Saved data entries:

+++++

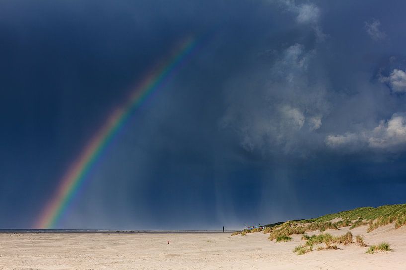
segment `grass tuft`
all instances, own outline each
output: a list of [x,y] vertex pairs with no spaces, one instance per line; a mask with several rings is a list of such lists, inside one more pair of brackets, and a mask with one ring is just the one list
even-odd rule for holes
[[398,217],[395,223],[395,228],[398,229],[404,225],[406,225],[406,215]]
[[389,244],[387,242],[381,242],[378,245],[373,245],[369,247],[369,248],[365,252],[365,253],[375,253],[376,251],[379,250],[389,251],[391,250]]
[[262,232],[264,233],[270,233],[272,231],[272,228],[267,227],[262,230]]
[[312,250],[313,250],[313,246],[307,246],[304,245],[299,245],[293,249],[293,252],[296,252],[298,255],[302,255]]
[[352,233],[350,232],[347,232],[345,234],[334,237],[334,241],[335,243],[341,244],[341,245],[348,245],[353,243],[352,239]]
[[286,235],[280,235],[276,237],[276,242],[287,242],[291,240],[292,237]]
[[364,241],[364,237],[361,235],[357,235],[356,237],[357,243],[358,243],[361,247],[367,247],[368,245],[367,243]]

+++++

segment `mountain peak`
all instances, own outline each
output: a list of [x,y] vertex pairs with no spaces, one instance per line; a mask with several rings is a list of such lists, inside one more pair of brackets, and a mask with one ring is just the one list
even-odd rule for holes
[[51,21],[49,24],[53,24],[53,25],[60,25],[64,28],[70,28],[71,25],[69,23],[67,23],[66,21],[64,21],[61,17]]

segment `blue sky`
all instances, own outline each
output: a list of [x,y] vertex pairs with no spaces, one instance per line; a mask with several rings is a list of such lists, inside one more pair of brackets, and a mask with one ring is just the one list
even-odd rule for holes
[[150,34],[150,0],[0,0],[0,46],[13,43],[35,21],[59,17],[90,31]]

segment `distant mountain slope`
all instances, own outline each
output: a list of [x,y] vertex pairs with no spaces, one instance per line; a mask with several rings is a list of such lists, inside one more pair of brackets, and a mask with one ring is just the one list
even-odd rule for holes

+++++

Challenge
How many lines of the listing above contain the string "segment"? Case counts, and the reply should be the number alone.

Solution
4